§ **Instructions to follow**: Below are the records; give again exactly the lines that run from the one with "sign reading lavande" through the last line.

****************

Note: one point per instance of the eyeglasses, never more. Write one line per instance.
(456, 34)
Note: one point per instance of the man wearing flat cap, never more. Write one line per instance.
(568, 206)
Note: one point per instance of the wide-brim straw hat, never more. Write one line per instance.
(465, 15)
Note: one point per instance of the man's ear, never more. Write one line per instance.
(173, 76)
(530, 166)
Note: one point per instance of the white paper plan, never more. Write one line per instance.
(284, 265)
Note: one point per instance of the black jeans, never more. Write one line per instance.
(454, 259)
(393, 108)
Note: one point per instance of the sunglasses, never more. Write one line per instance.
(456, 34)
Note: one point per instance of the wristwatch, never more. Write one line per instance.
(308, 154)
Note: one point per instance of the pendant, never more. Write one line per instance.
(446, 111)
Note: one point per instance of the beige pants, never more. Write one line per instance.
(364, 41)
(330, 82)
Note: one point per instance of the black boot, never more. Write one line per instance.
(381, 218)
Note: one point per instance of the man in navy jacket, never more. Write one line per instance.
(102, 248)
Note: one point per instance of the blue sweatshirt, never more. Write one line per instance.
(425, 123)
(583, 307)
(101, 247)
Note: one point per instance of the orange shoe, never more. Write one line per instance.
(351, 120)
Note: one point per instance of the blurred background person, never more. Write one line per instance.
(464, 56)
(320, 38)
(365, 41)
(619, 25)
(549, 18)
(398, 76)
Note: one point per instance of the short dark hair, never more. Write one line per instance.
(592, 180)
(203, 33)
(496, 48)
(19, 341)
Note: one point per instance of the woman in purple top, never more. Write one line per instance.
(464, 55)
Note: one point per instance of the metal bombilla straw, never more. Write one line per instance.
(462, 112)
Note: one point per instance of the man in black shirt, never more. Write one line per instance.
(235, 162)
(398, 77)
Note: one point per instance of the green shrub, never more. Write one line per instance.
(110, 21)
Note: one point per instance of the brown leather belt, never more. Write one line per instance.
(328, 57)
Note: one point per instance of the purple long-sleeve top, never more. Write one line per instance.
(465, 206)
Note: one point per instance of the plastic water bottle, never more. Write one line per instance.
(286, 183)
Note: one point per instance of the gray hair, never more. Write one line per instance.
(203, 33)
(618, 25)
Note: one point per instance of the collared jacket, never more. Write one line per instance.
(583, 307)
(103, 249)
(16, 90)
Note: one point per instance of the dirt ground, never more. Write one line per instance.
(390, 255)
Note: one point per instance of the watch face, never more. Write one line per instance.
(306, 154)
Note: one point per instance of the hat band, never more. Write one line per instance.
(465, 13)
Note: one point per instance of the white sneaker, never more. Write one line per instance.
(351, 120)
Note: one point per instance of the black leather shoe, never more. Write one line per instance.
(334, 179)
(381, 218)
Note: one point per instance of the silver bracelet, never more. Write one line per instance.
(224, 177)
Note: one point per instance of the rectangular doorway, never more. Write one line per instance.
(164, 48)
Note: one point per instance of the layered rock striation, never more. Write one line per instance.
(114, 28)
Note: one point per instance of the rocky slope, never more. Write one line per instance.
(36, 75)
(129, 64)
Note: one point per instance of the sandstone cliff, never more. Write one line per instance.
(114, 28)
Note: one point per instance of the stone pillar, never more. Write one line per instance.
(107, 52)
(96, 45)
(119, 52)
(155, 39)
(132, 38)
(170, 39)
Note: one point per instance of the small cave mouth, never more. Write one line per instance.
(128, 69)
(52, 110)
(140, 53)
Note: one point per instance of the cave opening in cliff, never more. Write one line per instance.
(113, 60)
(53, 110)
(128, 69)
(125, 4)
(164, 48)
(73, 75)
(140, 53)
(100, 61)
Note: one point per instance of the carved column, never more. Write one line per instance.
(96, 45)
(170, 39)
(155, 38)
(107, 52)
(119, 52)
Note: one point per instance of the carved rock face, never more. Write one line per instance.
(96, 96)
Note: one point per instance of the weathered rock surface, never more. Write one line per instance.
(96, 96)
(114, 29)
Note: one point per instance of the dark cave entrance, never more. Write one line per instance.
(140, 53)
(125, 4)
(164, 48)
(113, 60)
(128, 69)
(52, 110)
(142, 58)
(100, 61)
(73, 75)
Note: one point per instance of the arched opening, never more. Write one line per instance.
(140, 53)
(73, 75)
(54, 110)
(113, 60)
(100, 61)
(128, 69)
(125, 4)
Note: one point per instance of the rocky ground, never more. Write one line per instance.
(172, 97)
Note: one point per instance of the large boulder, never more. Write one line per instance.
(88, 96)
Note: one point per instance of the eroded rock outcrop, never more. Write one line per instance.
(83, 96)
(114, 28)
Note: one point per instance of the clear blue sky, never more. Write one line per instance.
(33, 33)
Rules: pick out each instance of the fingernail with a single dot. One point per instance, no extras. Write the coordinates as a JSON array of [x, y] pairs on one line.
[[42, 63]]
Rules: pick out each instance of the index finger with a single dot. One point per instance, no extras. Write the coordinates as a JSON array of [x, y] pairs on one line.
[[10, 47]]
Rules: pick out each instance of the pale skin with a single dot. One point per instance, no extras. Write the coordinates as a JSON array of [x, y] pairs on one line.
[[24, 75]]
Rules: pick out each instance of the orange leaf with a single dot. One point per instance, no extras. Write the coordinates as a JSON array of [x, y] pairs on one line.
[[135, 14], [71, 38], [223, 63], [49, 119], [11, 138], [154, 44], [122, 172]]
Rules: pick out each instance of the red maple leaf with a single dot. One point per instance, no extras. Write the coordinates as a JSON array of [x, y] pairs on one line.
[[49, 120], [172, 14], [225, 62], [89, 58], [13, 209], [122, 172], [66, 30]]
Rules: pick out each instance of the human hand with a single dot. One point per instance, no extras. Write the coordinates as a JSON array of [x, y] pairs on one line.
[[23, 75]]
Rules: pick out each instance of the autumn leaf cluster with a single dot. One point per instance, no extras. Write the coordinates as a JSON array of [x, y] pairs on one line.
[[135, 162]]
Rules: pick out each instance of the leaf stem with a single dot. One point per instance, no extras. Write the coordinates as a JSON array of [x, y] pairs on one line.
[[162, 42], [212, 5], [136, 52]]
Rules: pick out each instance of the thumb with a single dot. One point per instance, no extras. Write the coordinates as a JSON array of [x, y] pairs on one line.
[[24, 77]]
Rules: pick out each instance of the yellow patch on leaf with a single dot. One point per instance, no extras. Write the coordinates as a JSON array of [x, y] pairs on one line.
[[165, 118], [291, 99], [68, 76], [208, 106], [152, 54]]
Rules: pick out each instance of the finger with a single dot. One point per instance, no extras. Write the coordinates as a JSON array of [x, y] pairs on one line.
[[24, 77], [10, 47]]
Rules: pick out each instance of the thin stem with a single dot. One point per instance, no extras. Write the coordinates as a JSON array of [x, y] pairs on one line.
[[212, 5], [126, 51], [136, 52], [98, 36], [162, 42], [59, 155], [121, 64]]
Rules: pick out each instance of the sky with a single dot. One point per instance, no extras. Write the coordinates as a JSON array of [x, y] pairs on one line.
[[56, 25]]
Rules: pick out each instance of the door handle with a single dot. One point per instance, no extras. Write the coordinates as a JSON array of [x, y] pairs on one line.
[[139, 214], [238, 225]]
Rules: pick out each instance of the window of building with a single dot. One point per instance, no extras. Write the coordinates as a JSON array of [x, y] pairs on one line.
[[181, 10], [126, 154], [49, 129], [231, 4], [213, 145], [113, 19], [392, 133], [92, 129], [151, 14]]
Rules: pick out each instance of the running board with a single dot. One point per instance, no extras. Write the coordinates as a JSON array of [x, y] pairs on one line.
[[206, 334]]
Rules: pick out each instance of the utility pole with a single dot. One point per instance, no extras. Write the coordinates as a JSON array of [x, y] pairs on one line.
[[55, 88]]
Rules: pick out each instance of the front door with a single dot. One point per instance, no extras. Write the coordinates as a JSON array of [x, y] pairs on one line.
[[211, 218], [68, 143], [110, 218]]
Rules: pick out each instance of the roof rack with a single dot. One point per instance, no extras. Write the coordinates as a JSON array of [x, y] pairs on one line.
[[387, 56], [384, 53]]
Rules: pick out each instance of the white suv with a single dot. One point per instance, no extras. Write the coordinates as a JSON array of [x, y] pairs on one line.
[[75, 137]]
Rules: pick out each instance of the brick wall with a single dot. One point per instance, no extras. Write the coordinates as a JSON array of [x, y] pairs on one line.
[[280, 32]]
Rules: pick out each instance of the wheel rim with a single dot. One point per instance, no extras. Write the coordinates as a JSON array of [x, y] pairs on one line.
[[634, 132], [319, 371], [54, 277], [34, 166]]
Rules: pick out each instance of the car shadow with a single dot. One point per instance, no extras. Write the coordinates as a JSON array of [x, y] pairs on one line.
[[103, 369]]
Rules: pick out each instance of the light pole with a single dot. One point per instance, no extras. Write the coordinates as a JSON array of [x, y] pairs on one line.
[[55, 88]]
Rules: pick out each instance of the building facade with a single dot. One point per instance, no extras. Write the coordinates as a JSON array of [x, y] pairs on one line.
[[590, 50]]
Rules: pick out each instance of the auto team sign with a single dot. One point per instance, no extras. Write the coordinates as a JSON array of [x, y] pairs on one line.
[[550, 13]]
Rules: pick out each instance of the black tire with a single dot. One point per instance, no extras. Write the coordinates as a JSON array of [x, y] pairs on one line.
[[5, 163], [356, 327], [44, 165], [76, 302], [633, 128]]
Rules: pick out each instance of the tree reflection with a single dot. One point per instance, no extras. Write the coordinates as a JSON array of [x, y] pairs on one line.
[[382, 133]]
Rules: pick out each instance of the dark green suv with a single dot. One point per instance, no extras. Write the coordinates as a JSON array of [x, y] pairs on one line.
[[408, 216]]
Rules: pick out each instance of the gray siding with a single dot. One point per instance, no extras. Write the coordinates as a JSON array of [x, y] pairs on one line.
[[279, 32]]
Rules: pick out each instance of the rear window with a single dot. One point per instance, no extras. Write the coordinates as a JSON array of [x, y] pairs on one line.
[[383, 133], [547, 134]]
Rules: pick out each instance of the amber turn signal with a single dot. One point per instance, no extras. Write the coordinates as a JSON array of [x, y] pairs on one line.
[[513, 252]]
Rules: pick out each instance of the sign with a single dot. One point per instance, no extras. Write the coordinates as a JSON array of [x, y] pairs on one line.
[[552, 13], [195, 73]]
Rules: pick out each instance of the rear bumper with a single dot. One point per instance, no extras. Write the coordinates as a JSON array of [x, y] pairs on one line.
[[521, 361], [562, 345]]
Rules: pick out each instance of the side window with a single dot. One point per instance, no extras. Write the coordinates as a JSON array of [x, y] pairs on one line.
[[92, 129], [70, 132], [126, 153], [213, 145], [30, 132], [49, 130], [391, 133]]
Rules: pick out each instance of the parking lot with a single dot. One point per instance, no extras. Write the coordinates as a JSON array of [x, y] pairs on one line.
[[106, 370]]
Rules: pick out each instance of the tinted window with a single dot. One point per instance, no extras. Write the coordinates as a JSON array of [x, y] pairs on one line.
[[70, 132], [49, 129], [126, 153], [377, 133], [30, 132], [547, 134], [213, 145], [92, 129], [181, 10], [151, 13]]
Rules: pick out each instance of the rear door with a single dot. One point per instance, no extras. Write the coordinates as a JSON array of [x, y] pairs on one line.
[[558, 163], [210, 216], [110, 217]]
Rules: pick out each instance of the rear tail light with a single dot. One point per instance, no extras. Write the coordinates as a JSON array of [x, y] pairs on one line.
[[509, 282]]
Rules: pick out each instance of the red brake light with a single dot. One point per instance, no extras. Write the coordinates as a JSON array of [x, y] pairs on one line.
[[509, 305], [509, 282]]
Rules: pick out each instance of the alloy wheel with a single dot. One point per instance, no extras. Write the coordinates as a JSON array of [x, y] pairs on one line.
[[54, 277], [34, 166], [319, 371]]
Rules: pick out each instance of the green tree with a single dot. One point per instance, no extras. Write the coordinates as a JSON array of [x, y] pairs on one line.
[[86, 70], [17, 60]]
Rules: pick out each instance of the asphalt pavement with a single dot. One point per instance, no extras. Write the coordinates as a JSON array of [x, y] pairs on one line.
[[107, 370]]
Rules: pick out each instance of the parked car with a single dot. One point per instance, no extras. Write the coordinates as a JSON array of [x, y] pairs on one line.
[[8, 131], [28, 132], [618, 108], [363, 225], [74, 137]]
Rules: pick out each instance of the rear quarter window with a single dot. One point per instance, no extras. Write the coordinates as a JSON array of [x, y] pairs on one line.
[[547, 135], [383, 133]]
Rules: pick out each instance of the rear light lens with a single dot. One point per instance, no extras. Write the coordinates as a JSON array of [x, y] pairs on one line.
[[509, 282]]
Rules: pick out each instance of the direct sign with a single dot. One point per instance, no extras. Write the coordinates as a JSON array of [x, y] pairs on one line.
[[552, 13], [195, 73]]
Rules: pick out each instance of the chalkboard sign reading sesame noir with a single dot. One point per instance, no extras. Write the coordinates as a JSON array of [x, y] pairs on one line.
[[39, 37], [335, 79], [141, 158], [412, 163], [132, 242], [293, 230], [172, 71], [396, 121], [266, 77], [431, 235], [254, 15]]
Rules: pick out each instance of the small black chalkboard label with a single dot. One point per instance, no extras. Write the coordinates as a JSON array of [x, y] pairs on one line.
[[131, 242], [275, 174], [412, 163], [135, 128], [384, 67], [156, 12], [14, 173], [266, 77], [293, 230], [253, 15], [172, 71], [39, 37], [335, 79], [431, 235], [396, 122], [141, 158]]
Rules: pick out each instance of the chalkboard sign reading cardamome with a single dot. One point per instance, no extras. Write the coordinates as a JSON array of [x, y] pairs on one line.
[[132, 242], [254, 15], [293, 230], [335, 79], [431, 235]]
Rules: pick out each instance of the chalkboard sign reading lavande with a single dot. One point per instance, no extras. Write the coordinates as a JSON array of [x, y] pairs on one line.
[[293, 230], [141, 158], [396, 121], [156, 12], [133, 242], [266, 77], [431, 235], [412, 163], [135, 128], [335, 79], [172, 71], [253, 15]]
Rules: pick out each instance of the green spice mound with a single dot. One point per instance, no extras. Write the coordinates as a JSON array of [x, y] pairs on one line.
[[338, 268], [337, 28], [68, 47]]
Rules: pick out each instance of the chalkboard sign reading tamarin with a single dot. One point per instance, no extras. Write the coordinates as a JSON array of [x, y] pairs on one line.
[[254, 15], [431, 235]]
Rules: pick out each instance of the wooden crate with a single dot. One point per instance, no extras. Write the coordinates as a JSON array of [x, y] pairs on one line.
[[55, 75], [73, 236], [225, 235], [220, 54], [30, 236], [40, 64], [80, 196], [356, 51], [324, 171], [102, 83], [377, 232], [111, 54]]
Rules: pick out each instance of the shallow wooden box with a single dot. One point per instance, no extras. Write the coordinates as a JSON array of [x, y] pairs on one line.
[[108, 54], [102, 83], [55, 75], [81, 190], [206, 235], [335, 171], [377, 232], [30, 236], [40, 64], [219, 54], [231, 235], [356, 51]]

****************

§ **Expected output**:
Rules: pick out each instance of the chalkboard sign reading lavande with a single dot. One point per instance, no extras. Write the coordinates as a JSON array of [x, y] pairs on one line.
[[293, 230], [141, 158], [396, 121], [156, 12], [133, 242], [266, 77], [431, 235], [412, 163], [135, 128], [335, 79], [172, 71], [253, 15]]
Rules: pick out each instance of the green spice mound with a single dot. One point per instance, no extras. Write the coordinates as a JSON array of [x, y] pairs on one line.
[[338, 268], [337, 28], [68, 47]]
Rules: pick out each instance of the chalkboard sign reading tamarin with a single dot. One point per instance, no extras. Write the coordinates as a JSON array of [x, y] pairs on one line.
[[254, 15], [431, 235]]
Rules: pick out each instance of the wooden crate with a single dot. One point per instance, no extras. Write the coordinates as a JSON array of [x, y] pairs on one line.
[[55, 75], [73, 236], [225, 235], [220, 54], [30, 236], [40, 64], [80, 196], [356, 51], [324, 171], [102, 83], [377, 232], [111, 54]]
Rules: pick out each instance of the shallow wooden box with a single dot. One point per instance, no extras. Write the coordinates as a JSON array of [x, y] pairs on one line.
[[108, 54], [102, 83], [55, 75], [81, 190], [206, 235], [335, 171], [377, 232], [30, 236], [40, 64], [219, 54], [231, 235], [356, 51]]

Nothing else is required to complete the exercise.